На улицах Флоренции можно было встретить в основном только служанок или проституток. Аристократки проводили дни в четырех стенах. Их жизнь протекала в палаццо, а ходить по улице считалось неподобающим для приличной женщины, если только она не собиралась в церковь. Всякая физическая нагрузка, за исключением родов, запрещалась. Женщины не имели права голоса, не участвовали в политической жизни или в пышных празднествах Лоренцо Великолепного – за ходом праздников они наблюдали из окон спален. (Тут я решаю в следующий раз сосредоточить свои поиски на спальнях, кухнях и туалетах палаццо – это ворота в мир, где из поколения в поколение жили женщины, рожая все новых и новых отпрысков сильных мира сего.)
Имели они возможность выходить или нет, но возможность до бесконечности заботиться о своей внешности у них была. Идеал красоты флорентийских вельможных дам составляли белая кожа и светлые волосы – коих ни у кого, естественно, не было. Принятые в то время косметологические подходы поражают не только своей бесчеловечностью, но и во многих случаях – небезопасностью! Например, волосы осветляли смесью лимона и мочи – своей или лошадиной. Обмазав голову подобной смесью, дамы сидели под солнцем на крышах своих палаццо изо дня в день, неделями и месяцами, закрыв лицо шляпой с прорезью для волос. Любопытно, что светлых (в случае неудачи – рыжих) волос было недостаточно: высоту лба подчеркивали выщипыванием линии волос – это являлось символом ума. Выщипывались также брови и ресницы. Лицо выбеливалось «молоком девственницы» – ацетатом свинца, придававшим ему вид маски, но это пагубно действовало на кожу. Ультрамодным считался мертвецкий вид: именно такой у смотрящей со стен Уффици Баттиста Сфорца – правда, ее портрет написан уже после смерти.

 

А как насчет варианта номер два? Тех девушек из приличных семей, выдать которых замуж не получалось, загодя и против воли отправляли в монастыри, девятилетними, чтобы их девственность не пострадала. Разумеется, в монастырь уходили по религиозным причинам тоже, но в основном они служили местом хранения избыточной девичьей массы. На случай если кто-то строил план побега или нарушения клятвы целомудрия, монастыри окружались стенами. (Особенным препятствием они не служили: так, в 1460 году в одном монастыре родили аж две монахини.) Монастыри можно сравнить с женскими тюрьмами, если бы они не предлагали женщинам редкостной возможности учиться и совершенствоваться в искусствах. Многие заполняли свои кельи книгами, читали и писали картины. К примеру, венецианка Арканджела Таработти более 30 лет своего монастырского служения посвятила литературе. Два сохранившихся произведения, не получившие разрешения на издание при ее жизни – «Монастырский ад» и «Тирания отцов», – посвящены защите женщин, критике алчных отцов, предпочитавших запереть дочь в монастырь, чтобы не платить приданого. Она требовала свободы и возможности учиться. Молодец, Арканджела! Ночная женщина!

# Исходные данные

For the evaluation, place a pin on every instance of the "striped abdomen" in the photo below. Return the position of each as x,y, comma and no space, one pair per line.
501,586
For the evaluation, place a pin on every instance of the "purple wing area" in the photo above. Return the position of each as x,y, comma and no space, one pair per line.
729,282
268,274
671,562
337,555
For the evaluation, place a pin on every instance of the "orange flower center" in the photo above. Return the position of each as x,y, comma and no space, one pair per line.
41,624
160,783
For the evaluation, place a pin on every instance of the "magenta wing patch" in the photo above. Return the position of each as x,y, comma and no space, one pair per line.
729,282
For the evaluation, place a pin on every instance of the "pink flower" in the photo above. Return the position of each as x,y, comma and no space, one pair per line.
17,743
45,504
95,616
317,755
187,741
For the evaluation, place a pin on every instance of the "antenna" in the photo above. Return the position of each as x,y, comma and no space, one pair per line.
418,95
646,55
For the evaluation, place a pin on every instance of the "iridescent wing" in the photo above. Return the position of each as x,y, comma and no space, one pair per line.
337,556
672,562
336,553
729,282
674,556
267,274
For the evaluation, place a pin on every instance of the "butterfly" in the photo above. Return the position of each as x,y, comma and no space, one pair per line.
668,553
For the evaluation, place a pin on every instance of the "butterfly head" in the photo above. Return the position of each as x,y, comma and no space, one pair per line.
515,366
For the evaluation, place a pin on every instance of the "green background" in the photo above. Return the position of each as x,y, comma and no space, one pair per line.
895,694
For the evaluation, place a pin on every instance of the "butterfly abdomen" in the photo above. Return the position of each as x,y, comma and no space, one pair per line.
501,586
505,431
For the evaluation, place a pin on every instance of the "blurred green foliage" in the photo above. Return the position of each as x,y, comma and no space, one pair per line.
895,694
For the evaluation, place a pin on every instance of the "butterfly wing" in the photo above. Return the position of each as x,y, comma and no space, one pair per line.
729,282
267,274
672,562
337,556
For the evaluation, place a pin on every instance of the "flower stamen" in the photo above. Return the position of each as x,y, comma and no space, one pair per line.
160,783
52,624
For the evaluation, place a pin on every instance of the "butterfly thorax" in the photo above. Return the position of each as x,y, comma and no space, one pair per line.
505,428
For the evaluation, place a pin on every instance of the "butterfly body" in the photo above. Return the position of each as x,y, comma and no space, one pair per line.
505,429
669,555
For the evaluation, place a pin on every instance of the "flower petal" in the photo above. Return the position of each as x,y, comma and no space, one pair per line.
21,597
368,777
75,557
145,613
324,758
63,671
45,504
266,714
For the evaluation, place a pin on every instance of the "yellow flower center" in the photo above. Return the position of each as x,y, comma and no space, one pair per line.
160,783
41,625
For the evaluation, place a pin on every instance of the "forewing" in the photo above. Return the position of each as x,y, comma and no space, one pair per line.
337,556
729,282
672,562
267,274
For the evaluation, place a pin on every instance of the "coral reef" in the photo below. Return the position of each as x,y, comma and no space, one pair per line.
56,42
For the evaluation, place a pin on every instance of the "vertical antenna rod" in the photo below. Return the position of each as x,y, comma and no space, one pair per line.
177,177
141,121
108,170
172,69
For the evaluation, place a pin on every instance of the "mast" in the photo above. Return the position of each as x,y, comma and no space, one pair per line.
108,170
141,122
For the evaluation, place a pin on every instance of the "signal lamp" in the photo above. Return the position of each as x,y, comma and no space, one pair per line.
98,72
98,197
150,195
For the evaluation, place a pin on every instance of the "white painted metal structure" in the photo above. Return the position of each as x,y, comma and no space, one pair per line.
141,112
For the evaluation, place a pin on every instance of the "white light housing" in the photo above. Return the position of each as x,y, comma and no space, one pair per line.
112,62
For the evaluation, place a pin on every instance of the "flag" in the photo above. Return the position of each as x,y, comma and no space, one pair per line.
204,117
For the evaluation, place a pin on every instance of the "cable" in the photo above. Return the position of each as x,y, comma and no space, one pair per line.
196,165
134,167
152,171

# Задания для выполнения
A - Чем, согласно тексту о флорентийских женщинах, осветляли волосы?
B - Перепишите фрагмент текста о флорентийских женщинах: начните с места, где стоят слова «На улицах Флоренции», и остановитесь после слов «сильных мира сего.)».
C - Напишите продолжение текста о флорентийских женщинах, начиная сразу после его последнего предложения.

# Ответы по заданиям
A - Смесью лимона и мочи, своей или лошадиной.

B -
На улицах Флоренции можно было встретить в основном только служанок или проституток. Аристократки проводили дни в четырех стенах. Их жизнь протекала в палаццо, а ходить по улице считалось неподобающим для приличной женщины, если только она не собиралась в церковь. Всякая физическая нагрузка, за исключением родов, запрещалась. Женщины не имели права голоса, не участвовали в политической жизни или в пышных празднествах Лоренцо Великолепного – за ходом праздников они наблюдали из окон спален. (Тут я решаю в следующий раз сосредоточить свои поиски на спальнях, кухнях и туалетах палаццо – это ворота в мир, где из поколения в поколение жили женщины, рожая все новых и новых отпрысков сильных мира сего.)

C -
Если приличные девушки попадали в монастырь, то женщины из низших слоев зачислялись в проститутки – то был вариант номер три. Ни до, ни после эпохи Ренессанса в мировой истории проституция не являлась настолько обычным делом. Та же Венеция пользовалась репутацией «большого борделя»: для путешественников издавались списки наиболее почетных и просвещенных куртизанок с адресами и прейскурантом. Помимо оказания обычных интимных услуг те умели поговорить о сонетах Петрарки, исполнять арии и играть на лютне. Флоренция тоже не испытывала недостатка в женщинах со сниженной социальной ответственностью. Там возводились за казенный счет дома терпимости уже с 1350-х годов. В XIV веке в городе создали специальную службу, которая устанавливала цены на девушек легкого поведения и боролась за «охрану морали»: дурных женщин вынуждали носить перчатки, колокольчик над головой и обувь на высоких каблуках – как знак принадлежности к этому виду занятий. Им вменялось в обязанность не подходить близко к монастырям и кварталам, где проживали почтенные матроны.

 

Какой вариант из трех мне выбрать?
Буду сидеть всю жизнь на крыше палаццо, с обмазанной мочой головой, кожа на моем лице покроется кратерами от свинцовых белил – и еще нужно будет все время рожать. Меня будут одаривать красивыми вещами и дорогими украшениями, но запретят выходить на улицу. Скорей всего я умру в родах.
Или проведу жизнь, дав обет безбрачия в женской тюрьме под названием монастырь. Смогу читать, писать и рисовать, но не смогу ощутить радость близости с мужчиной и материнства.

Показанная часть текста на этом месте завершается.